**Instructions for the task**
A line qualifies if it holds the string "blue". Copy every qualifying line from the records.

*** Task material ***

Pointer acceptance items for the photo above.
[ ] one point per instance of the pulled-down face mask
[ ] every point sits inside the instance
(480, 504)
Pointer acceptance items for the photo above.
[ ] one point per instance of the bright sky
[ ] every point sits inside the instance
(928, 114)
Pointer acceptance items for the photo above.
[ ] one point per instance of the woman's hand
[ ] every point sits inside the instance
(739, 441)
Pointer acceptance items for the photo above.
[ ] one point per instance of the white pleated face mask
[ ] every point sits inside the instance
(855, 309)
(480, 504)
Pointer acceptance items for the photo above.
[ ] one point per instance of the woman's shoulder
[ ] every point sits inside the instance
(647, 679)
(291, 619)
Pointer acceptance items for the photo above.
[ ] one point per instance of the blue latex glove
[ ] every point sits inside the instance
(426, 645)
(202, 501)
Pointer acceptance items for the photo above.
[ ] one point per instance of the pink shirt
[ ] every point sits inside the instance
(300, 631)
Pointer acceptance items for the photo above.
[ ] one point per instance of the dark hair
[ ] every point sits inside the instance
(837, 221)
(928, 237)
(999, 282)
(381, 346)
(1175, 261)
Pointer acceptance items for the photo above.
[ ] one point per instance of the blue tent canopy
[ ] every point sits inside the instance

***
*** Task material ***

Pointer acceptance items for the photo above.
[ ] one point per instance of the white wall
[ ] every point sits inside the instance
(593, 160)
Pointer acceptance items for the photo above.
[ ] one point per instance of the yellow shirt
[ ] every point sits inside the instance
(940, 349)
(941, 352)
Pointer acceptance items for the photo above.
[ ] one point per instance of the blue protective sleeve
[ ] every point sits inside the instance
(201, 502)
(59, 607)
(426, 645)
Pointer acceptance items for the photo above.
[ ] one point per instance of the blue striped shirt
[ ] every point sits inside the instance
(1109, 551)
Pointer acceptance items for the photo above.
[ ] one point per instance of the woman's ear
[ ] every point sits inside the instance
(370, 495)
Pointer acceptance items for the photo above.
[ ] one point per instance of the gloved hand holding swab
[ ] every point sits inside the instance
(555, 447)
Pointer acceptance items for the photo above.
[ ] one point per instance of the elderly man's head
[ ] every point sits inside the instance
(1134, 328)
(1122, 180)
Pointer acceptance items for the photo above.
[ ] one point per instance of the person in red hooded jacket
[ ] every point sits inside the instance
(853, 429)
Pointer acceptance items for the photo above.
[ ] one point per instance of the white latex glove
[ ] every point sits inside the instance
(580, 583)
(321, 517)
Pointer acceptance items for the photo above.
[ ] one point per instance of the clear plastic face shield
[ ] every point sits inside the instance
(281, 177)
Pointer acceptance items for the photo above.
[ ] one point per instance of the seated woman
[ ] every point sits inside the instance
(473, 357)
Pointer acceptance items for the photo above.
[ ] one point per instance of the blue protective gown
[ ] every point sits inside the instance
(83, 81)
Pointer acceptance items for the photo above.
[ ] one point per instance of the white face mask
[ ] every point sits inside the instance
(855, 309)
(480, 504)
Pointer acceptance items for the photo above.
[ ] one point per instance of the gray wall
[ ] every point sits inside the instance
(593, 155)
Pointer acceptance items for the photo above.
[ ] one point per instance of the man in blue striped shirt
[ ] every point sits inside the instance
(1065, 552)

***

**Task result**
[ ] one point per instance of the blue latex glove
[ ] one point per instance of the blue tent canopy
[ ] one point per instance of the blue protective sleeve
[ ] one point per instance of the blue striped shirt
[ ] one point per instance of the blue protective gown
[ ] one point per instance of the man in blue striped shirt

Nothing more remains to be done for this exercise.